>> start

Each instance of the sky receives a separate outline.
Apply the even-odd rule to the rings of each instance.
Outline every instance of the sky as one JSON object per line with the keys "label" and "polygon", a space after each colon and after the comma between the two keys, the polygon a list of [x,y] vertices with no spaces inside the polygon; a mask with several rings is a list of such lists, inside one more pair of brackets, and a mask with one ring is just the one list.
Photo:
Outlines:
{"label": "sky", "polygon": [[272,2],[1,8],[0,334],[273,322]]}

>> end
>> start

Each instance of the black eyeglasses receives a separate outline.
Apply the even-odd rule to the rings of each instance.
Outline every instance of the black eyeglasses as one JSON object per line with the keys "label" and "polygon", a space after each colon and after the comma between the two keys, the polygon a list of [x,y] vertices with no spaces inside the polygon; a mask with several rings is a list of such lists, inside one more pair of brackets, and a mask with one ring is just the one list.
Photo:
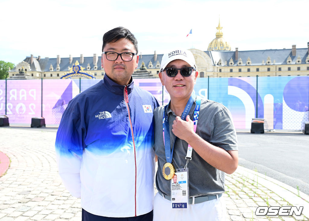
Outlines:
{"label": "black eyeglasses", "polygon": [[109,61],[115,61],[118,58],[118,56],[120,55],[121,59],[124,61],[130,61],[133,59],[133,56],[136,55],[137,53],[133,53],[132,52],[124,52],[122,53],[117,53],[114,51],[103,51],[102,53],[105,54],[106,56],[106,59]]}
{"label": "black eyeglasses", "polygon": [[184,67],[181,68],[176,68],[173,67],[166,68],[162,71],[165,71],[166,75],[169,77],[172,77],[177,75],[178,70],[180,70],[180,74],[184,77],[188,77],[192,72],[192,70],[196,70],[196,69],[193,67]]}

>> end

Problem description. Show every line of the records above that contains the word "receives", copying each one in full.

Final answer.
Each instance of the sky receives a separate outline.
Each instance of the black eyeglasses receives a separate outline.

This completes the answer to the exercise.